§ Task objective: Return, word for word, the portion of the iTunes playlist passage below that begins at the words "If you're like" and stops after the words "as you like!".

If you're like us, you have thousands of songs in your iTunes Music Library. It's nice to have all of that music available at the click of a button, but different times and situations call for playing different types of songs. For example, you might listen to Metallica during your lunch break and Bach in the evening before going to sleep. You can access music that way by searching your library or sorting songs by artist, album, or song name, but in the end your iTunes Music Library is still one big, dumb list.

A better idea is to create a playlist, which is a customized collection of songs that you've mixed and matched. You can listen to a playlist on your computer, transfer it to your iOS devices, or burn it to a CD (for instructions, see How to Burn a Music CD in iTunes). You can make as many playlists as you like!

Here's how to create a playlist in iTunes:

  1. Open iTunes. (It's in your Applications folder.)

  2. From the File menu, select New Playlist. Or just press Command-N in iTunes.

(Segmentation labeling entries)
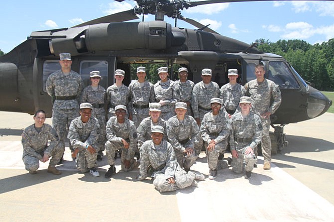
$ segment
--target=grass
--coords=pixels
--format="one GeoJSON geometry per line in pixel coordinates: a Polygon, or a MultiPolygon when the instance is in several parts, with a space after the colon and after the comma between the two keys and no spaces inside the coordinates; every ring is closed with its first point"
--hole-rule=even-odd
{"type": "MultiPolygon", "coordinates": [[[[334,92],[322,92],[322,93],[334,102],[334,92]]],[[[334,105],[332,105],[327,111],[334,113],[334,105]]]]}

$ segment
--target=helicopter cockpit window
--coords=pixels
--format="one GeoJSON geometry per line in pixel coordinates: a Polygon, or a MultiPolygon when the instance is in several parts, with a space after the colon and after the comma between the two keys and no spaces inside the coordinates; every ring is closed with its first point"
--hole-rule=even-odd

§ Task answer:
If you're like us, you have thousands of songs in your iTunes Music Library. It's nice to have all of that music available at the click of a button, but different times and situations call for playing different types of songs. For example, you might listen to Metallica during your lunch break and Bach in the evening before going to sleep. You can access music that way by searching your library or sorting songs by artist, album, or song name, but in the end your iTunes Music Library is still one big, dumb list.

A better idea is to create a playlist, which is a customized collection of songs that you've mixed and matched. You can listen to a playlist on your computer, transfer it to your iOS devices, or burn it to a CD (for instructions, see How to Burn a Music CD in iTunes). You can make as many playlists as you like!